*** Task input Section Begins ***

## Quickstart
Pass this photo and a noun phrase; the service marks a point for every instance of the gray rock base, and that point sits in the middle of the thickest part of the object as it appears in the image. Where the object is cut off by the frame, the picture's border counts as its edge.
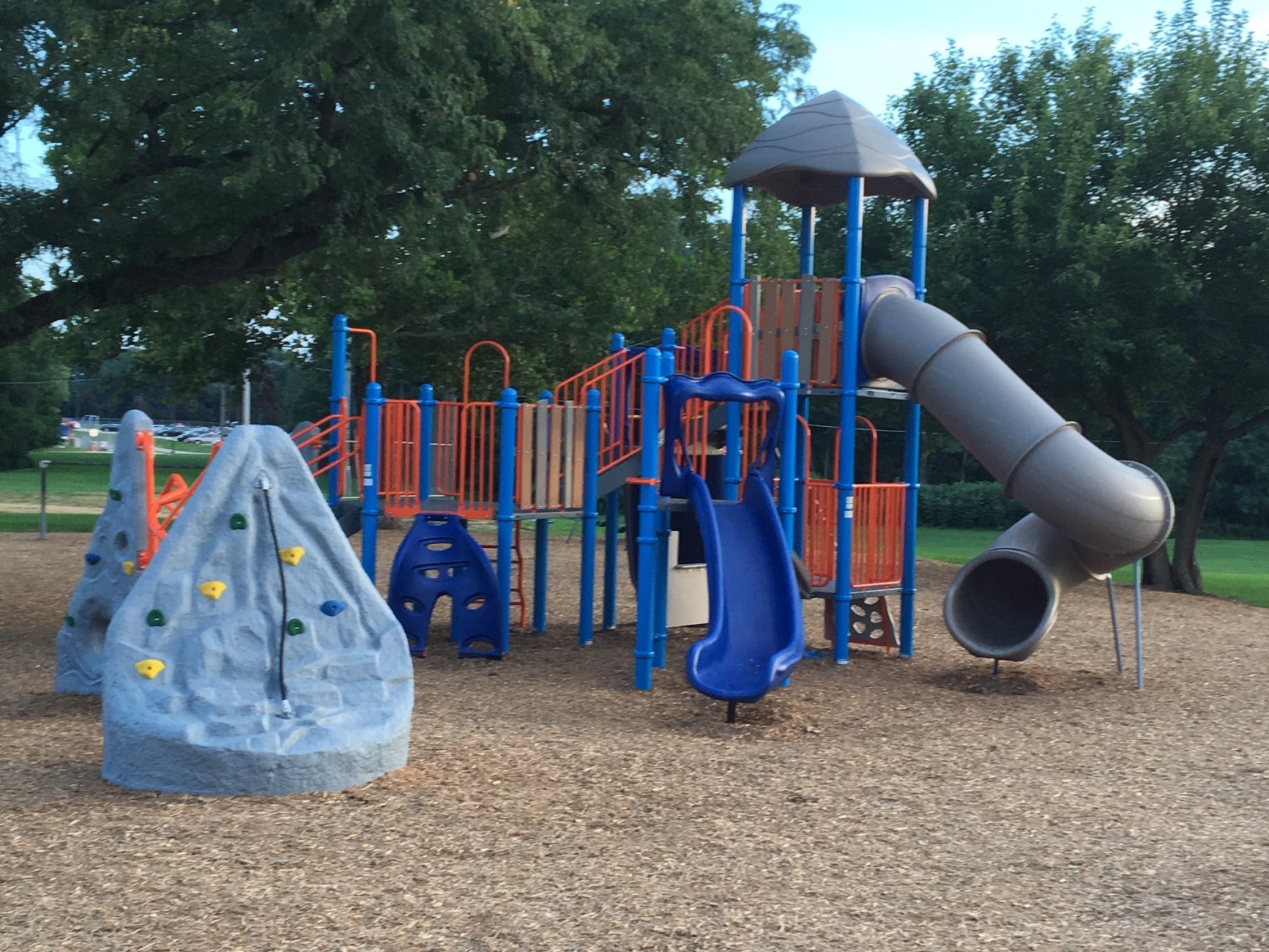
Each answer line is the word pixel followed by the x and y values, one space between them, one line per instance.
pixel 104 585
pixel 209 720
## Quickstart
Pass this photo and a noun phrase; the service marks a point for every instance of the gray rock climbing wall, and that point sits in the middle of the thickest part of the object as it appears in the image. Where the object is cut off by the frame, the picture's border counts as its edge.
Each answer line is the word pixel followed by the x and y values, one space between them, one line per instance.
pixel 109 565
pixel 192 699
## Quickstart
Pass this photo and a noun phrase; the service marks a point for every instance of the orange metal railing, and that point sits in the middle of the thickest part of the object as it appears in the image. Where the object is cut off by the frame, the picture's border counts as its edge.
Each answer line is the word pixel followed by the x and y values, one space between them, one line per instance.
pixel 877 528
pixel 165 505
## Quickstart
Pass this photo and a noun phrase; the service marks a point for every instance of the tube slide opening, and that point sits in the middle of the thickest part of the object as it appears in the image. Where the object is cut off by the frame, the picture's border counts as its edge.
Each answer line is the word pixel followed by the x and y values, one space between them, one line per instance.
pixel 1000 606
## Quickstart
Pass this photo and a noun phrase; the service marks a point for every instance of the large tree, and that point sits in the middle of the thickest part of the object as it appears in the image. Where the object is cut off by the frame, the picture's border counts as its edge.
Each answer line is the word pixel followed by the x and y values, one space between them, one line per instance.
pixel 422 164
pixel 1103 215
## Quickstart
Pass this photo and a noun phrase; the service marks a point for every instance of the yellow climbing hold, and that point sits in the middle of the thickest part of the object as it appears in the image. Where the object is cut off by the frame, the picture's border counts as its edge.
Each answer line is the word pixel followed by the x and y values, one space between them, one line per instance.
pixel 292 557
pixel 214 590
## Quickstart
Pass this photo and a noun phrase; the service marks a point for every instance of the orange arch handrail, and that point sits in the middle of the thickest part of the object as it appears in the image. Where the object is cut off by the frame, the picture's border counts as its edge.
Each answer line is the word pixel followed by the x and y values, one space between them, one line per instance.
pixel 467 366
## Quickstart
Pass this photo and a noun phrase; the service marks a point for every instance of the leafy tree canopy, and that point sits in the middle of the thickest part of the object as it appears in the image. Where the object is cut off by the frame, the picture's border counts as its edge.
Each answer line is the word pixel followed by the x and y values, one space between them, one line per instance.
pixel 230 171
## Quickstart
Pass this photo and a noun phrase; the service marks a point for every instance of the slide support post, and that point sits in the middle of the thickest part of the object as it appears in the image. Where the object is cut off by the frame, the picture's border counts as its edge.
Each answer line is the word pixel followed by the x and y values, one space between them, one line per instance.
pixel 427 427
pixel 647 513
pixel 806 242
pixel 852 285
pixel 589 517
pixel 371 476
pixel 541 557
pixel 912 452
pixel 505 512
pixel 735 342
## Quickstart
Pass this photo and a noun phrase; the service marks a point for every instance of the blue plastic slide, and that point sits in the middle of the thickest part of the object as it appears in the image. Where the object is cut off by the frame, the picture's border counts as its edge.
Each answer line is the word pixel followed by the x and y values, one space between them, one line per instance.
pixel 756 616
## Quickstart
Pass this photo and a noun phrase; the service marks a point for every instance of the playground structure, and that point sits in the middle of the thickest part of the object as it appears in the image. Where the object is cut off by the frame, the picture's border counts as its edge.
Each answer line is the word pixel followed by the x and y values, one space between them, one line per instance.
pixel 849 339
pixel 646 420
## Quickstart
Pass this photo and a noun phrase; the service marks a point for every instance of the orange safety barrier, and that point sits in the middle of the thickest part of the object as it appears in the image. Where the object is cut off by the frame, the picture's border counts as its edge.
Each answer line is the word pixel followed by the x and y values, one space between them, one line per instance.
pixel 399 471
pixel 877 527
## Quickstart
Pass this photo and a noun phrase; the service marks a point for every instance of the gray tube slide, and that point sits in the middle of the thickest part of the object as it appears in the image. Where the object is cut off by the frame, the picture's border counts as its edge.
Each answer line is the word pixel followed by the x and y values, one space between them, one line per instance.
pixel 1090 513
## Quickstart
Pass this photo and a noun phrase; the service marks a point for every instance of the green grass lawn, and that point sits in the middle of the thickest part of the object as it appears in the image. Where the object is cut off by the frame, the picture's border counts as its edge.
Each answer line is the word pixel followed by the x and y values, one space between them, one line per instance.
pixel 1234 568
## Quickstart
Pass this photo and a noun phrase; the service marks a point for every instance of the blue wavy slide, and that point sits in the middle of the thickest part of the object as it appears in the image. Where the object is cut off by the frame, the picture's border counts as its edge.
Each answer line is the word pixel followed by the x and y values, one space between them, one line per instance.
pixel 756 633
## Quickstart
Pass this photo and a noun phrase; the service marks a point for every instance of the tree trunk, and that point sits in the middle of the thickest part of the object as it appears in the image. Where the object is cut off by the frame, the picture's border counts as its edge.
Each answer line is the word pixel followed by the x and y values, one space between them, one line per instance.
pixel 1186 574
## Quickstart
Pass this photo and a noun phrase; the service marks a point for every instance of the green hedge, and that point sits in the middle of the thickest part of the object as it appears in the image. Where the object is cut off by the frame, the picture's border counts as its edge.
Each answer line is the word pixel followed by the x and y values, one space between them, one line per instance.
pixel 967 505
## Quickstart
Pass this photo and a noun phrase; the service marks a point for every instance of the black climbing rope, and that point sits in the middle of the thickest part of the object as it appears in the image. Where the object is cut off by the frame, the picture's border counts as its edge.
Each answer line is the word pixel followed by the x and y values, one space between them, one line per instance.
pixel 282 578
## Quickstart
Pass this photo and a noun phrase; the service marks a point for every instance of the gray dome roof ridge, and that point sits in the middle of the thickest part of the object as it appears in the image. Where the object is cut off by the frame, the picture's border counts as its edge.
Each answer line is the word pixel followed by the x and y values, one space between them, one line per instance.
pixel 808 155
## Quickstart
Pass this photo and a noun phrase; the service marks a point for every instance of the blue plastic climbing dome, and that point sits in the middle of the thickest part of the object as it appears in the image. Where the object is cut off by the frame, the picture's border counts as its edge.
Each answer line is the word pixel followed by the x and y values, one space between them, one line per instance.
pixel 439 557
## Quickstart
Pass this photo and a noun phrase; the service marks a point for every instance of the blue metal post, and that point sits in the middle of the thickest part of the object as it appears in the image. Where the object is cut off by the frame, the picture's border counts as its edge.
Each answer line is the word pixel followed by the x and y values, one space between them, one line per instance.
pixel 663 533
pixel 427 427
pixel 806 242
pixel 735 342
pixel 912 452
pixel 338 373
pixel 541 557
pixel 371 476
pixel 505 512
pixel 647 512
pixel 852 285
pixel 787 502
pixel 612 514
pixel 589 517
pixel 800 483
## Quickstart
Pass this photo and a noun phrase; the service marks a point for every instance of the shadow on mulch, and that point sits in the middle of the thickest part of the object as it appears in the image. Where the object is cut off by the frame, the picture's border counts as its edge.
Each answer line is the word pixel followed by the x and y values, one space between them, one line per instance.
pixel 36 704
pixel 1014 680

*** Task input Section Ends ***

Your goal: Before printing the records again, strip out the pictures; change nothing else.

Problem solution:
## Quickstart
Pass this photo and a noun phrase; the service marks a point for every instance of the gray rock base, and that point sits in the middle of the thickest part of the object as it appears in the image. Where the object is cut off by the frame, the picture's border counts as its edge.
Each answer line is the word pixel followed by the x and y values, one space between them, one line per instance.
pixel 104 585
pixel 209 720
## Quickstart
Pass this photo and a noun phrase; the service marks a point for every instance of the gray rock climbing wall, and that point sits in the middle of the thickest part of the object as it appears in the image. Where the object is cut off by the frame, the picture's border counts as its edge.
Each answer line is the word pixel followed by the x and y values, one space between them, one line per instance.
pixel 109 565
pixel 192 699
## Quickstart
Pass this photo and a noun phrase; the service marks a point for every instance of the orange metal railing, and that point sits in the middle of the thickest part of the object as it appears in the image. Where the object is cut off by the frame, the picture's border counts as its edge.
Each answer line is the word pixel followed by the x and y values, one space between them, one line per instance.
pixel 877 528
pixel 165 505
## Quickstart
Pass this photo and a noun phrase; the service marks a point for every instance of the tube slide opening, and that point sits in the middle of the thickest part of the object as it appears in the image. Where the object is cut off by the frame, the picture's border counts as its edge.
Each answer line is the word pixel followed by the x and y values, one space between them, one line per instance.
pixel 1000 606
## Quickstart
Pass this photo and a noun phrase; the service marks a point for every instance of the large tree, and that point sits in the middle of the thickest part of the object as it appears in the image. Where the object is cut off by the frame, the picture's border counts as its edge.
Each answer line is the word pixel followed by the x and y values, one space between them, one line per instance.
pixel 422 164
pixel 1103 215
## Quickstart
Pass this photo and a noun phrase; the service marks a point for every instance of the yellow climbing hold, and that point sits in the middle of the thickest part of the object as it appears in the image. Where the object is cut off by the frame, the picture's border counts as its edge.
Each answer line is the word pixel followed by the x and y values, one space between them, one line per instance.
pixel 292 557
pixel 214 590
## Quickstart
Pass this photo and a noun phrase; the service marks a point for every instance of the orange arch handrail, and that point sits in the middle of the thickest part of the object as it appears in the image. Where the object is cut off by the frame, the picture's border counts as its edge.
Each answer line is the word pixel followed by the x and y values, one space between them, one line per instance.
pixel 467 366
## Quickstart
Pass this photo and a noun phrase; the service marks a point for every instance of the leafy tree canopy, and that point sits in the middle of the thickest part of the object as it appears in the image. Where the object is cut off by the frame, the picture's border counts as its edge.
Each answer line is the word pixel followed by the x and y values, one space between them, one line per instance.
pixel 230 171
## Quickstart
Pass this photo and a noun phrase; the service marks a point for every instance of the slide support post, and that point sits in the middle of the thickest part of the object as it appears in the image. Where the object is cut off by the frame, the picture's border counts as its edge.
Each answer line is the word pixel followed by the x and y values, one space between them, one line per instance.
pixel 427 427
pixel 647 513
pixel 806 242
pixel 852 285
pixel 589 517
pixel 371 476
pixel 541 557
pixel 912 452
pixel 505 512
pixel 735 342
## Quickstart
Pass this photo and a noun phrase; the service marks a point for every instance of the blue plastic slide, and that point sits in the middle of the thickest part of the object as it appears in the image. Where the object is cut off by the frame, the picture's border counts as its edge.
Each answer line is the word pixel followed by the x and y values, one space between them, one line per instance.
pixel 756 616
## Quickstart
Pass this photo and a noun phrase; the service marks a point for every instance of the playground structure, and that point sits in the middle of the thickest part of the object as it appears in the image. Where the object is cut off by the frame, the picture's border counts as its edge.
Each answer line is the word pixel followed by the x and y values, one space between them, one line per instance.
pixel 849 339
pixel 646 420
## Quickstart
Pass this photo and a noun phrase; the service marks a point for every instance of the orange safety barrier, and that point sits in the middle of the thickest part of the object as it appears in the image. Where the object is cut off by the frame, the picture's border counts as its edge.
Each answer line is the word pixel followed by the x and y values, one space between them, one line per instance.
pixel 399 471
pixel 877 527
## Quickstart
Pass this photo and a noun phrase; the service marks a point for every instance of the gray tube slide, and that point sits in the middle of the thickest part of the object as it appears in the image. Where the object is cut off by the frame, the picture's border counts as its edge.
Each answer line is the word pixel followed by the x and y values, one space between them, one line per instance.
pixel 1090 513
## Quickstart
Pass this photo and a noun phrase; the service marks a point for every instance of the green grass lawn, and that point sits in the middle of the thickest part of the object as it appears in the image. Where the object is cut off by the frame, the picture's border counts as its edge.
Each answer line is the word pixel followed by the x and y values, one space between them, one line per instance.
pixel 1234 568
## Quickstart
Pass this photo and a noun phrase; the service marks a point for every instance of the blue wavy slide, and that point sits in the middle of the thickest part of the object as it appears in the image. Where the object is cut off by the frame, the picture's border counts as its edge.
Each answer line is the word pixel followed by the x and y values, one space between them, one line per instance.
pixel 756 633
## Quickstart
Pass this photo and a noun phrase; the service marks a point for every instance of the tree trunk, and that point sits in the middle of the thickest part of the object as it appears in the image. Where the object is cut off by the frame, the picture's border counts as its edge.
Each answer line is the word pixel followed by the x and y values, one space between them, one line per instance.
pixel 1186 574
## Quickstart
Pass this photo and a noun phrase; the service marks a point for every instance of the green hedge, and that point sits in the middle of the thickest part of the object as it appears in the image. Where the object is cut off by the frame, the picture's border counts as its edge.
Each answer line is the word pixel followed by the x and y values, one space between them, one line per instance.
pixel 967 505
## Quickstart
Pass this photo and a noun phrase; the service marks a point for every instance of the black climbing rope, and that point sits in the middle of the thickest part of the object as it appears in the image. Where the object is cut off by the frame, the picture's border counts as its edge.
Each answer line is the word pixel followed by the x and y values, one space between them, one line per instance.
pixel 282 578
## Quickstart
Pass this photo and a noun phrase; the service marks a point for every instance of the gray dome roof ridge, and that point sits in the middle of the thickest part of the object as it appears in the image. Where the object is cut off by the frame, the picture's border counts as its edge.
Each answer line is the word pixel followed by the x and y values, one space between them, one line per instance.
pixel 808 155
## Quickstart
Pass this photo and a noun phrase; the service marks a point for every instance of the blue plastic climbing dome, and that point sits in the middle of the thickest part of the object as it appears in the image. Where the object is cut off by the frame, the picture's border counts as its edge.
Each answer line is the word pixel followed by the x and y values, one space between them, one line per instance.
pixel 439 557
## Quickstart
Pass this photo and a noun phrase; the service marks a point for every instance of the blue metal post, and that point sits in the middle of the thickest part of the object as it appears in the image. Where the object is cut off by the frame, the picture's border counts as its edge.
Each answer line is the word pixel followed by the x and y values, one space between them, one line per instance.
pixel 663 533
pixel 427 427
pixel 806 242
pixel 735 342
pixel 912 452
pixel 338 373
pixel 541 557
pixel 371 476
pixel 505 512
pixel 647 512
pixel 852 285
pixel 787 502
pixel 612 514
pixel 589 517
pixel 800 483
## Quickstart
Pass this photo and a noun phrase; the service marks a point for every instance of the shadow on mulch, and that point sits in the middle of the thickest part of the object as it appears in the image. Where the object is cut off by the frame, the picture's border counts as its edge.
Each answer line is the word pixel followed by the x and y values, one space between them, one line per instance.
pixel 36 704
pixel 1014 680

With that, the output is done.